[Dataset records]
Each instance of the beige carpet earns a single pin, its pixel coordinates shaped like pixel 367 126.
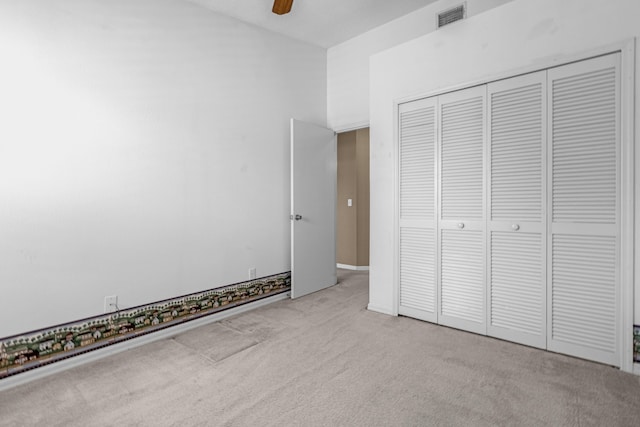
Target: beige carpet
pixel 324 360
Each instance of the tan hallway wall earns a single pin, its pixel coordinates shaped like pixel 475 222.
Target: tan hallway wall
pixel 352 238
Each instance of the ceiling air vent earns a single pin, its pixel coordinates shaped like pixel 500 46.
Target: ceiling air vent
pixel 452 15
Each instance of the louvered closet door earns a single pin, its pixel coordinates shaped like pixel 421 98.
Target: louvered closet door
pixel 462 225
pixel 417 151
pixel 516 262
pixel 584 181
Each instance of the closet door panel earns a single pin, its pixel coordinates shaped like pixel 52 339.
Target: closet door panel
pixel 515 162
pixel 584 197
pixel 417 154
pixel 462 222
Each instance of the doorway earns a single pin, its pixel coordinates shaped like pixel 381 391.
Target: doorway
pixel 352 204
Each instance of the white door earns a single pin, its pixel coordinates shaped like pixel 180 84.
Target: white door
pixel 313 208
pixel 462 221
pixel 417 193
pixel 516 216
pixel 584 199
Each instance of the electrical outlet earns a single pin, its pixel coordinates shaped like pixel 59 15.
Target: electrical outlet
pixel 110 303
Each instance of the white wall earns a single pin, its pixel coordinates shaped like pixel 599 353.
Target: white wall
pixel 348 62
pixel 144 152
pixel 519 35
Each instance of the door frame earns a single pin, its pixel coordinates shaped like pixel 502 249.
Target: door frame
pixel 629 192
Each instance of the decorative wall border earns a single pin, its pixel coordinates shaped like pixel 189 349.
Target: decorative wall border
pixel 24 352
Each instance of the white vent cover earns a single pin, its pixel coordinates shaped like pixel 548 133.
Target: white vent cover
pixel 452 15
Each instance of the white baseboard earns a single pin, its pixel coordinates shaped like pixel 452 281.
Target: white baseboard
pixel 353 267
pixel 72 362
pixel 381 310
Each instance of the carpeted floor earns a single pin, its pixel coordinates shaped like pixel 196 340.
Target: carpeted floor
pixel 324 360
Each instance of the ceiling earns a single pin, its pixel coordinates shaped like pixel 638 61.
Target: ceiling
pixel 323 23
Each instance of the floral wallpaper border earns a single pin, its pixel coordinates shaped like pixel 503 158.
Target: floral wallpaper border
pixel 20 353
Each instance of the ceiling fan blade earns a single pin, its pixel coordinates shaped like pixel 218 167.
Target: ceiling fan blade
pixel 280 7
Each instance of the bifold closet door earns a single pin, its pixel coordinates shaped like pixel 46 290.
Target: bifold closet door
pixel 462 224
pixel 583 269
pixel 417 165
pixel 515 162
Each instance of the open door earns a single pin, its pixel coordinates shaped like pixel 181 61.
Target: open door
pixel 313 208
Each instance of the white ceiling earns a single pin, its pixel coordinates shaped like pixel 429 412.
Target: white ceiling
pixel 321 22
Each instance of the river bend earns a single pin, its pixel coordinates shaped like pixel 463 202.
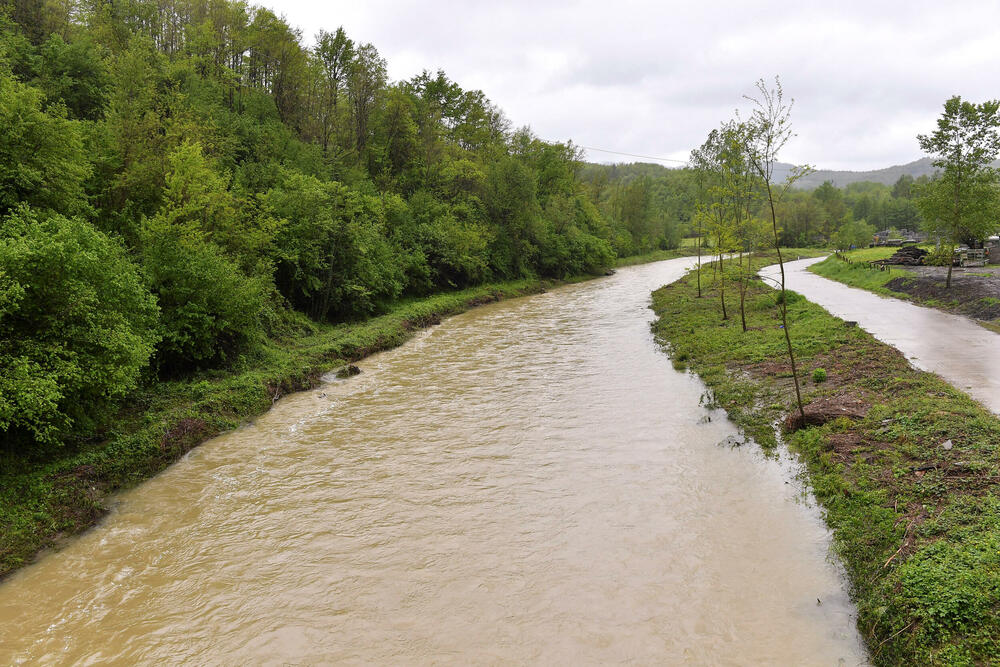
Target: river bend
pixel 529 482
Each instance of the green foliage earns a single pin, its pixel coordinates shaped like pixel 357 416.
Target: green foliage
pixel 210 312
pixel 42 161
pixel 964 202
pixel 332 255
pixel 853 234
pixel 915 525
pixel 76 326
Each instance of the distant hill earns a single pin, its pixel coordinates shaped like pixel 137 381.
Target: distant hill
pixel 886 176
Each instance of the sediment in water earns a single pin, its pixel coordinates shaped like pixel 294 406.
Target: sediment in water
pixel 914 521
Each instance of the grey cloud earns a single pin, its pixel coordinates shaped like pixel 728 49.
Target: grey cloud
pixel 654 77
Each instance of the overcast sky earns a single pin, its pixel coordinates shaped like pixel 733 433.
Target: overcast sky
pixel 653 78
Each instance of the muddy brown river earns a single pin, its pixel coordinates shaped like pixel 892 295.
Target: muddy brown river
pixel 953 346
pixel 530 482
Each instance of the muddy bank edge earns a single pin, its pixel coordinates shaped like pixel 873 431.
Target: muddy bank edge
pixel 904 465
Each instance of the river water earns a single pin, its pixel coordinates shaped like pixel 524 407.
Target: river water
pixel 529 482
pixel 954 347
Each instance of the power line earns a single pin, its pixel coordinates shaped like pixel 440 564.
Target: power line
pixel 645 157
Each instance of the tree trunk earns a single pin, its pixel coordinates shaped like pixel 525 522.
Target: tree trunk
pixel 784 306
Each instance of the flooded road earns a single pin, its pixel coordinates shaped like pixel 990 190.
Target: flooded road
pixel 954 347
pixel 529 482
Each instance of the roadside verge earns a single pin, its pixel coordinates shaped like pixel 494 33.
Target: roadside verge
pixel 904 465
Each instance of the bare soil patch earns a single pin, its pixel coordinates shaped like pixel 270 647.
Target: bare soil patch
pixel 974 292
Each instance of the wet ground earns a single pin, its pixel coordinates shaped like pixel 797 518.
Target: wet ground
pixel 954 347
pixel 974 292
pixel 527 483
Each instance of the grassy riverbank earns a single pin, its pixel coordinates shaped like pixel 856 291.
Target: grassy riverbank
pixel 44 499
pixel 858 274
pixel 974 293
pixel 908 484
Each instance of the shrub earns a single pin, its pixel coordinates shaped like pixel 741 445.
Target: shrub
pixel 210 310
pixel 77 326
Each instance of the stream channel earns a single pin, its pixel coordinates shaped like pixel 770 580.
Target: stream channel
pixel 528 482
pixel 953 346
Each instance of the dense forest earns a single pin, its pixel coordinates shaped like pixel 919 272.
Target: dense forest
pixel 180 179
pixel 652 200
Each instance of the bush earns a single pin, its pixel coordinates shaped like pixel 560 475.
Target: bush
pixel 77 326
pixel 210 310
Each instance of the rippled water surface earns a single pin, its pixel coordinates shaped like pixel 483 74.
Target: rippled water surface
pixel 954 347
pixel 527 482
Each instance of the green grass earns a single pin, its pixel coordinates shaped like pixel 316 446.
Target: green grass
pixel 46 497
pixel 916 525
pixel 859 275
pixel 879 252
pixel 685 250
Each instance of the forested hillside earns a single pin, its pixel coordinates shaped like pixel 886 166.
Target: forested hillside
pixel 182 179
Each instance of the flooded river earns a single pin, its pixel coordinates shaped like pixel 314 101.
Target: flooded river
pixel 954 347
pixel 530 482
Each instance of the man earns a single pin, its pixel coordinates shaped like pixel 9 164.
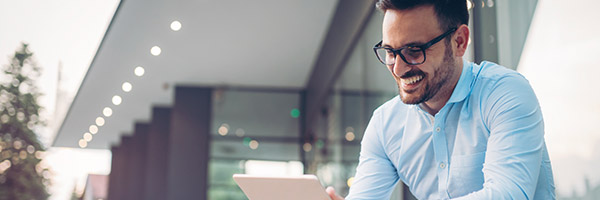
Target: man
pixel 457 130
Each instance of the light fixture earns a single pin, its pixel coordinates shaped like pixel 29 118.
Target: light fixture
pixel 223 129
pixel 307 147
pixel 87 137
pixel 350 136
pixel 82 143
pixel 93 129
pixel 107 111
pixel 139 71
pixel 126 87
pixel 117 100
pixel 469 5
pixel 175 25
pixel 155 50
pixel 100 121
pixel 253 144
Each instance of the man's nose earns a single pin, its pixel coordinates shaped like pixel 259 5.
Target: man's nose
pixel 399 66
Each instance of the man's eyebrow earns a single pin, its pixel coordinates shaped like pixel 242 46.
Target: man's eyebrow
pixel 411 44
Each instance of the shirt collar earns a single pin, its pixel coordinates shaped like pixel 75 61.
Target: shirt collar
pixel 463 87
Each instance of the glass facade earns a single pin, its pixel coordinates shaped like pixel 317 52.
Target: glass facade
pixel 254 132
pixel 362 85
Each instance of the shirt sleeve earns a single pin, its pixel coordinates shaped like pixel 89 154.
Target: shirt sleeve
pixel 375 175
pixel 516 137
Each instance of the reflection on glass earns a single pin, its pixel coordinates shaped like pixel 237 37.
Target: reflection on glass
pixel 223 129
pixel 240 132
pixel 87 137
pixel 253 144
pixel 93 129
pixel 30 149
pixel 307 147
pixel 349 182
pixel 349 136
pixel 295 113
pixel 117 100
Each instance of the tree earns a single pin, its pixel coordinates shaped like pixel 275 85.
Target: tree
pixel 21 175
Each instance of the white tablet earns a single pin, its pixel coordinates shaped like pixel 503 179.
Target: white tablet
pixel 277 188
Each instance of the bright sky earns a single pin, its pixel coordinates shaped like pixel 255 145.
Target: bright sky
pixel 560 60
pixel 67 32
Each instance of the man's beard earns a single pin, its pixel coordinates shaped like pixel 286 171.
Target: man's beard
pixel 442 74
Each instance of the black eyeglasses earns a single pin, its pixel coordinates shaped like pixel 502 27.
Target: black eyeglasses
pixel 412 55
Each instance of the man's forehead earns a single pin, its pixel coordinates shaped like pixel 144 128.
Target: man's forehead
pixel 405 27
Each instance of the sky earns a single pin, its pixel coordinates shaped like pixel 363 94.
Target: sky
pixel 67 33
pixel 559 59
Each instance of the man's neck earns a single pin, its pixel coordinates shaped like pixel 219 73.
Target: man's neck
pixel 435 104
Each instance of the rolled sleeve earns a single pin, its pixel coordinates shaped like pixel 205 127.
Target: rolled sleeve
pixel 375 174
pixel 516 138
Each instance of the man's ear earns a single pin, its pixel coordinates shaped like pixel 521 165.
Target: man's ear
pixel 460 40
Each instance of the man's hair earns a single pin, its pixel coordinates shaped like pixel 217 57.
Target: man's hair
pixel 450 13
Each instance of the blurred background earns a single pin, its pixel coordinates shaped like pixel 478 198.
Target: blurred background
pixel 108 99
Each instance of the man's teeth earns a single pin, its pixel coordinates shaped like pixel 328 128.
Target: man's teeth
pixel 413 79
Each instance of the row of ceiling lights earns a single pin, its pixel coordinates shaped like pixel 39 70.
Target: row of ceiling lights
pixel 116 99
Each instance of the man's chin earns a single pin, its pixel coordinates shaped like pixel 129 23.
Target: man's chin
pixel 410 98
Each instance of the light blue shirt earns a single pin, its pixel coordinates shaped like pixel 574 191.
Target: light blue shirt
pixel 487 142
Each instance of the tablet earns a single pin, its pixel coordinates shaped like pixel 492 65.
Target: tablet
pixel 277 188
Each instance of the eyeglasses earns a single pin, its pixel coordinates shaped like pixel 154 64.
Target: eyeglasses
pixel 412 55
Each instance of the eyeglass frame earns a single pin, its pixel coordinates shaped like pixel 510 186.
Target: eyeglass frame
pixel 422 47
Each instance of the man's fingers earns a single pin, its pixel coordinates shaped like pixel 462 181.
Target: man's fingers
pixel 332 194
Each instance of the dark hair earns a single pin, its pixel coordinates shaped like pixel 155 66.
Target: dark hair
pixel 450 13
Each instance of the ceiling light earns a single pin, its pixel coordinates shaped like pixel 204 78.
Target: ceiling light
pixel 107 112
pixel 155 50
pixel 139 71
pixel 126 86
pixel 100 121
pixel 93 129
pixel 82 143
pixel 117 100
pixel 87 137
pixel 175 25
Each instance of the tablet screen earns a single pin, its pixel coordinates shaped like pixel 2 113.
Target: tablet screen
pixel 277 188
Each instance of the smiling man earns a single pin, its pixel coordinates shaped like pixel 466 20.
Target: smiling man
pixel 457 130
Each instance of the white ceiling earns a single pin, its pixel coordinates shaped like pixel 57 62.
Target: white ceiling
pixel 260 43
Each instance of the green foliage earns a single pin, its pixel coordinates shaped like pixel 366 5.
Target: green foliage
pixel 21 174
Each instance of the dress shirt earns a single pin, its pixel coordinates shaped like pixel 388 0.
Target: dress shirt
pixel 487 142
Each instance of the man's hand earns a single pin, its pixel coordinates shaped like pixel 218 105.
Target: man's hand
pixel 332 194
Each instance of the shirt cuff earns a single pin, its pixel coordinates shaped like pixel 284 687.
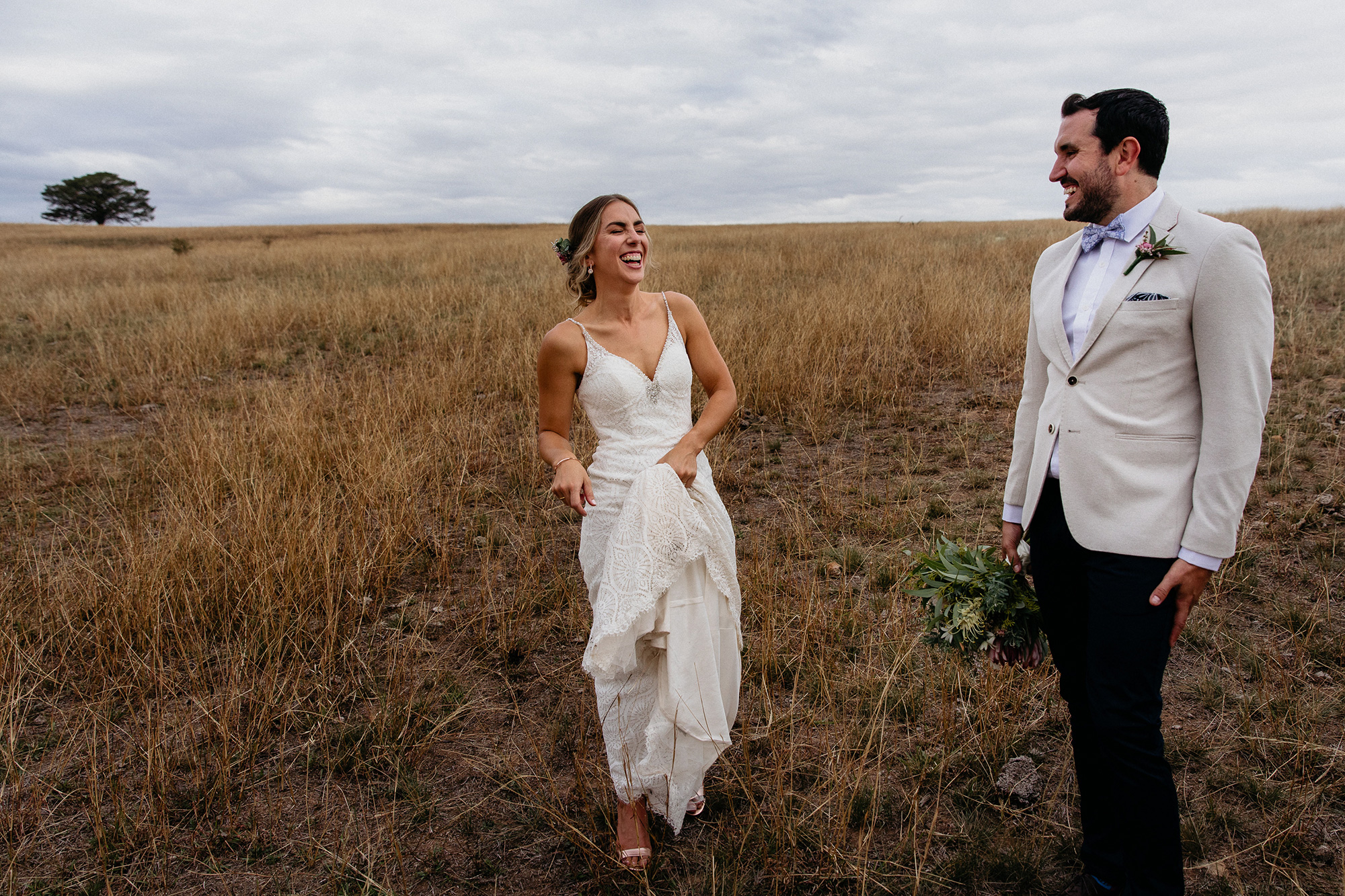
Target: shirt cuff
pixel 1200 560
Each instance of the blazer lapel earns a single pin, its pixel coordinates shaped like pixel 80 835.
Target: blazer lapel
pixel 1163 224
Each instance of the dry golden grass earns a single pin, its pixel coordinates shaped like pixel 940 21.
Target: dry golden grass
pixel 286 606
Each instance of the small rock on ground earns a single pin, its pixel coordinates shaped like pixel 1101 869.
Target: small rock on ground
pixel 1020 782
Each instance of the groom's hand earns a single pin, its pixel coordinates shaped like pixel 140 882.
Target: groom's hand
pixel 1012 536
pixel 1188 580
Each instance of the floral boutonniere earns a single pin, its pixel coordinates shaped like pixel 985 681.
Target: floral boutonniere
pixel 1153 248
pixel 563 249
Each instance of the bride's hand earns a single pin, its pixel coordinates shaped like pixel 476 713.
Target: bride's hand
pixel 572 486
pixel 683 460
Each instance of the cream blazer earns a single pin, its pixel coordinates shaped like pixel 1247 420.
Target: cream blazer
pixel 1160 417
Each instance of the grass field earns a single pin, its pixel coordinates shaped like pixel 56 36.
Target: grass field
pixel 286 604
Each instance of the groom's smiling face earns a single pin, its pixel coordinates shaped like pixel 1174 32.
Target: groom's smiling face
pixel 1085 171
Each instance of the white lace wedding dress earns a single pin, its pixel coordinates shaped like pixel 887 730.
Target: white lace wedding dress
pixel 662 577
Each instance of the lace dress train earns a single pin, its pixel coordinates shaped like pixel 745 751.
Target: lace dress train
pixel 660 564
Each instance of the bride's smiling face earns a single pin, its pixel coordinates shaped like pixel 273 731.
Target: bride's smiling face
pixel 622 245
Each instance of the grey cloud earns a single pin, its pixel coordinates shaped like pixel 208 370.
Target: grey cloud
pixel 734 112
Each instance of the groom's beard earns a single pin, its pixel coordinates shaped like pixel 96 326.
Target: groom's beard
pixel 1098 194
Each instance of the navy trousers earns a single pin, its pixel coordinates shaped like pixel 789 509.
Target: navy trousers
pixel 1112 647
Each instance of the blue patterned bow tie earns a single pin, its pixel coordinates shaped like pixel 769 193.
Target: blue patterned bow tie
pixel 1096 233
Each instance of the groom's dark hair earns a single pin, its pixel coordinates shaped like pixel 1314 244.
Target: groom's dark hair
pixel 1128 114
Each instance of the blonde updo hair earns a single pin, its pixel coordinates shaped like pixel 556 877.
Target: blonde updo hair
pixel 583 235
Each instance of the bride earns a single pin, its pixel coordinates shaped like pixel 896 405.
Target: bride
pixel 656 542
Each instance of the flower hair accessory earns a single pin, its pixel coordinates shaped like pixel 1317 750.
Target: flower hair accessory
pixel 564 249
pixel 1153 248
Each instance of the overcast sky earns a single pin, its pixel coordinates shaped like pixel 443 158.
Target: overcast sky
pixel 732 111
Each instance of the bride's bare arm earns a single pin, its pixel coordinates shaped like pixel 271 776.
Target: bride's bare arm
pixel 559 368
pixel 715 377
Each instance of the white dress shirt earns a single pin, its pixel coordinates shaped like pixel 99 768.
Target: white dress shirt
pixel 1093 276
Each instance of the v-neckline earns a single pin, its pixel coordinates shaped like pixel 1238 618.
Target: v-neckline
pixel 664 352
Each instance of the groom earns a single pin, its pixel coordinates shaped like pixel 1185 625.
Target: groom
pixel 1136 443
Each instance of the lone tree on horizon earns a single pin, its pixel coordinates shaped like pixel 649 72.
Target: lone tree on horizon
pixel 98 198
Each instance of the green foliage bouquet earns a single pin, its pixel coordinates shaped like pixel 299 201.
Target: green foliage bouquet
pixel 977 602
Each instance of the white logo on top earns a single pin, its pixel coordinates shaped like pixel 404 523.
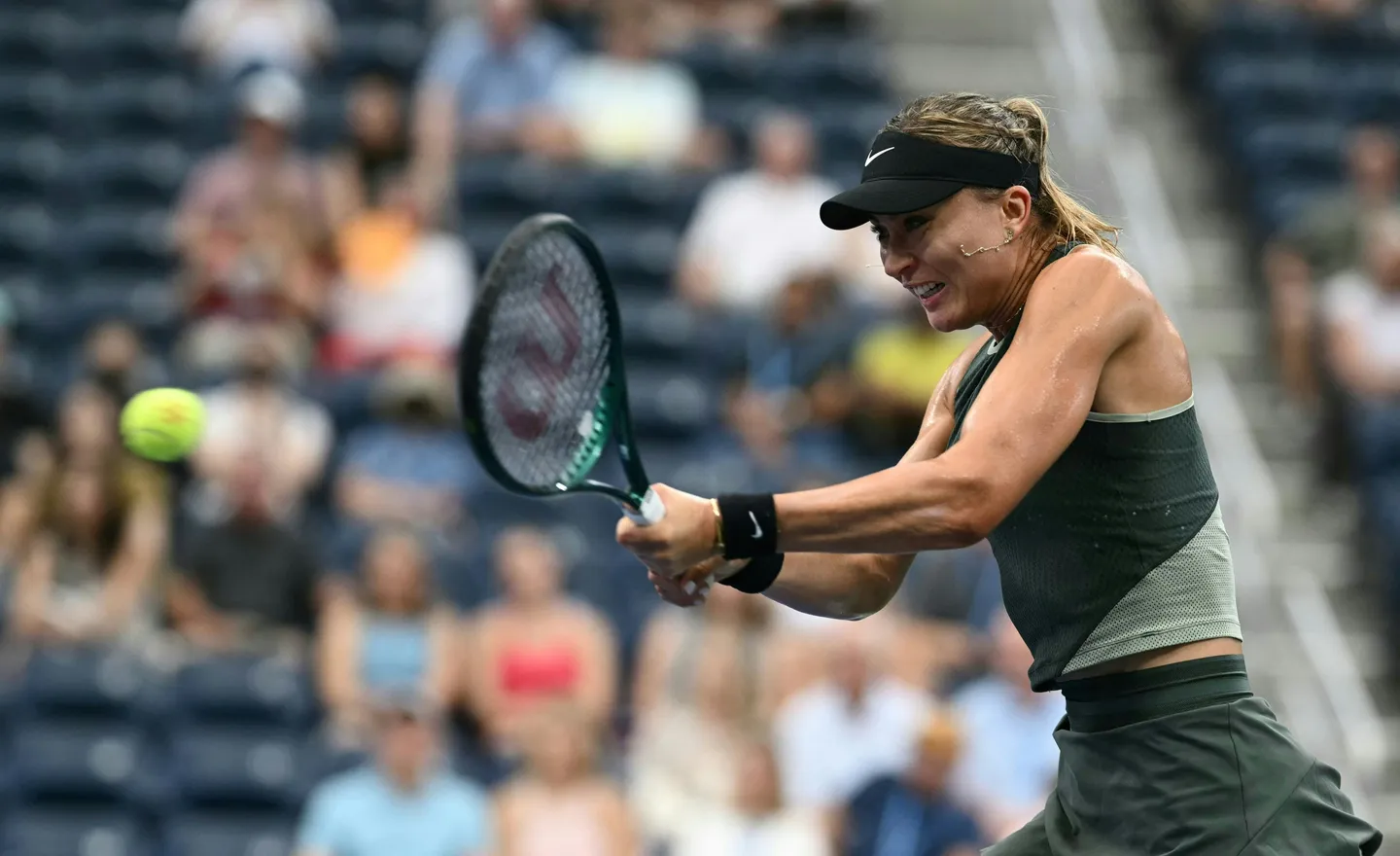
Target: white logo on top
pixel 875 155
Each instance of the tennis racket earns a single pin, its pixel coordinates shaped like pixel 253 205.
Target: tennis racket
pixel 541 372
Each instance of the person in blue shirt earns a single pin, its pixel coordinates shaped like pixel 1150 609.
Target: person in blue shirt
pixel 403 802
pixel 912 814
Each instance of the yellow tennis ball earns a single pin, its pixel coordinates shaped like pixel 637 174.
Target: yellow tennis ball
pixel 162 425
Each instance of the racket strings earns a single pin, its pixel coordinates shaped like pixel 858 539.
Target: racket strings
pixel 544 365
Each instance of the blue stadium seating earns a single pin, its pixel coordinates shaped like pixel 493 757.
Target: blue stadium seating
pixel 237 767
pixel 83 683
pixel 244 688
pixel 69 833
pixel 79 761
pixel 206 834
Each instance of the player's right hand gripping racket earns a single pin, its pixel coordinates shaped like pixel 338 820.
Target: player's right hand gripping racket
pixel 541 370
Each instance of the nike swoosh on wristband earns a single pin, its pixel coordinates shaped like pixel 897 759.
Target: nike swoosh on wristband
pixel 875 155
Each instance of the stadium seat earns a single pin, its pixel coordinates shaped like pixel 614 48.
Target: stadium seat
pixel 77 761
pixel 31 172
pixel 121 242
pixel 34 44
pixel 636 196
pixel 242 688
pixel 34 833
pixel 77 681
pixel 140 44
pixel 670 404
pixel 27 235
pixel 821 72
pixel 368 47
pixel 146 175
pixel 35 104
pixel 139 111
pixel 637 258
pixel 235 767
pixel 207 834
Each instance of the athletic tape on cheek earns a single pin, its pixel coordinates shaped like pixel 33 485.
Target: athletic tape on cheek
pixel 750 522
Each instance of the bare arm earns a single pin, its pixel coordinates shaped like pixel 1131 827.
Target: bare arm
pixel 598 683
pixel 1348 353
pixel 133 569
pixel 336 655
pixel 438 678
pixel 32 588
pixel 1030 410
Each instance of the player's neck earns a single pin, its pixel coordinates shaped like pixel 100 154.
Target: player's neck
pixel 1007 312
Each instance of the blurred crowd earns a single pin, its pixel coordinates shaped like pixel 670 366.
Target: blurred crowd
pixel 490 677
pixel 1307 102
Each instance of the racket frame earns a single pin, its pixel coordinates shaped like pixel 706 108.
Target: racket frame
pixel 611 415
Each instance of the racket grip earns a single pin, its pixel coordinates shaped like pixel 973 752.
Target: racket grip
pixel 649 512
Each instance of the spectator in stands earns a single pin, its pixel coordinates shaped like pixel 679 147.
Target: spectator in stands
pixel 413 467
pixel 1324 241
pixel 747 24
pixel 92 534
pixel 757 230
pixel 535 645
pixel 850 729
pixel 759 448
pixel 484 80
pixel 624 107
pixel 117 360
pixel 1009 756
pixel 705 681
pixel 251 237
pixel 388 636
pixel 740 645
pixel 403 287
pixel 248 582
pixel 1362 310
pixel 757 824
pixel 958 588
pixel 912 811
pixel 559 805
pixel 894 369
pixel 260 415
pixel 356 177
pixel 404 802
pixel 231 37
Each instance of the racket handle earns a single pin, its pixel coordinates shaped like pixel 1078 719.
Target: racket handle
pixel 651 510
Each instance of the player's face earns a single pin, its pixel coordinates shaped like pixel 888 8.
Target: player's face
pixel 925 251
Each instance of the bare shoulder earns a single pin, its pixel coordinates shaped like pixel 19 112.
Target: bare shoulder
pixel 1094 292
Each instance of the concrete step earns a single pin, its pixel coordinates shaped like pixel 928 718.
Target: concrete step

EXERCISE DETAILS -
Begin at the line that has "Each instance of the open" and stop after the line that has "pixel 886 176". Rewrite those lines as a numbered list, skipping blank lines and leaving out the pictures.

RESPONSE -
1. Each instance of the open door earns a single pin, its pixel coordinates shaped like pixel 181 61.
2. Target: open door
3. pixel 313 208
4. Each instance of the white ceiling earns a single pin, its pixel coordinates shaped like pixel 429 412.
5. Target: white ceiling
6. pixel 321 22
7. Each instance of the river bend earns a single pin, its pixel coordinates shaped like pixel 463 202.
8. Target: river bend
9. pixel 529 482
10. Each instance of the green foliage earns a single pin, its pixel coordinates shaped like pixel 357 416.
11. Target: green foliage
12. pixel 210 312
13. pixel 42 161
14. pixel 964 202
15. pixel 332 255
16. pixel 853 234
17. pixel 915 525
18. pixel 76 326
19. Each instance of the distant hill earns a single pin, its pixel coordinates shaped like pixel 137 381.
20. Target: distant hill
21. pixel 886 176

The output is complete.